*Referring expression data*
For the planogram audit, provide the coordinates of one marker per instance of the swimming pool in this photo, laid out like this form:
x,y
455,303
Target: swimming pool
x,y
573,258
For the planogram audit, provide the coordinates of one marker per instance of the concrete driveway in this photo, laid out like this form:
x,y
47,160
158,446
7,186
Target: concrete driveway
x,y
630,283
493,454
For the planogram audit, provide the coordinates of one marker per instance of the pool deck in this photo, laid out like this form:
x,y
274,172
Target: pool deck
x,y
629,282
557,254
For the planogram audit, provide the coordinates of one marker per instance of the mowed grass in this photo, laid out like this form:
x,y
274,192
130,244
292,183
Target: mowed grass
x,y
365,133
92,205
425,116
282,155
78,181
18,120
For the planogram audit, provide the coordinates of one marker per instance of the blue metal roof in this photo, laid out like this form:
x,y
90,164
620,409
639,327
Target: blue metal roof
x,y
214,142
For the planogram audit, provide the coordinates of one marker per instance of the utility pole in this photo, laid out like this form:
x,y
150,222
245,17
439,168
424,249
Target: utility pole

*What the task requires*
Could you transcribe all of the data exactly as it is given?

*Answer*
For the planogram audit, provide the coordinates of one marker per instance of the swimming pool in this photo, laid out like this form:
x,y
455,303
Target: swimming pool
x,y
573,258
For the planogram audit, provide the coordinates of one marker per instance of the concrete driveway in this photo, laid out like this form:
x,y
47,160
158,446
7,186
Target: concrete driveway
x,y
630,283
493,454
For the planogram audit, provide the coordinates of one marker per instance of the pool deck in this photo, laid out like this form:
x,y
274,172
Target: pool deck
x,y
629,282
557,254
For the planogram audit, provide the coordinates of one marker per instance of the mowed grass in this photo, laid out like this form:
x,y
274,192
130,244
292,183
Target: mowed grass
x,y
365,133
92,205
425,116
282,155
78,181
18,120
For the planogram audit, provide the coordinates of one marker per instance of the blue metal roof in this photo, laid out like this form:
x,y
90,164
620,409
639,327
Target: blue metal roof
x,y
214,142
For the planogram audit, provide the coordinates of one marker per instance of the utility pole in this photo, laid out like this form:
x,y
150,222
245,17
439,168
424,249
Target: utility pole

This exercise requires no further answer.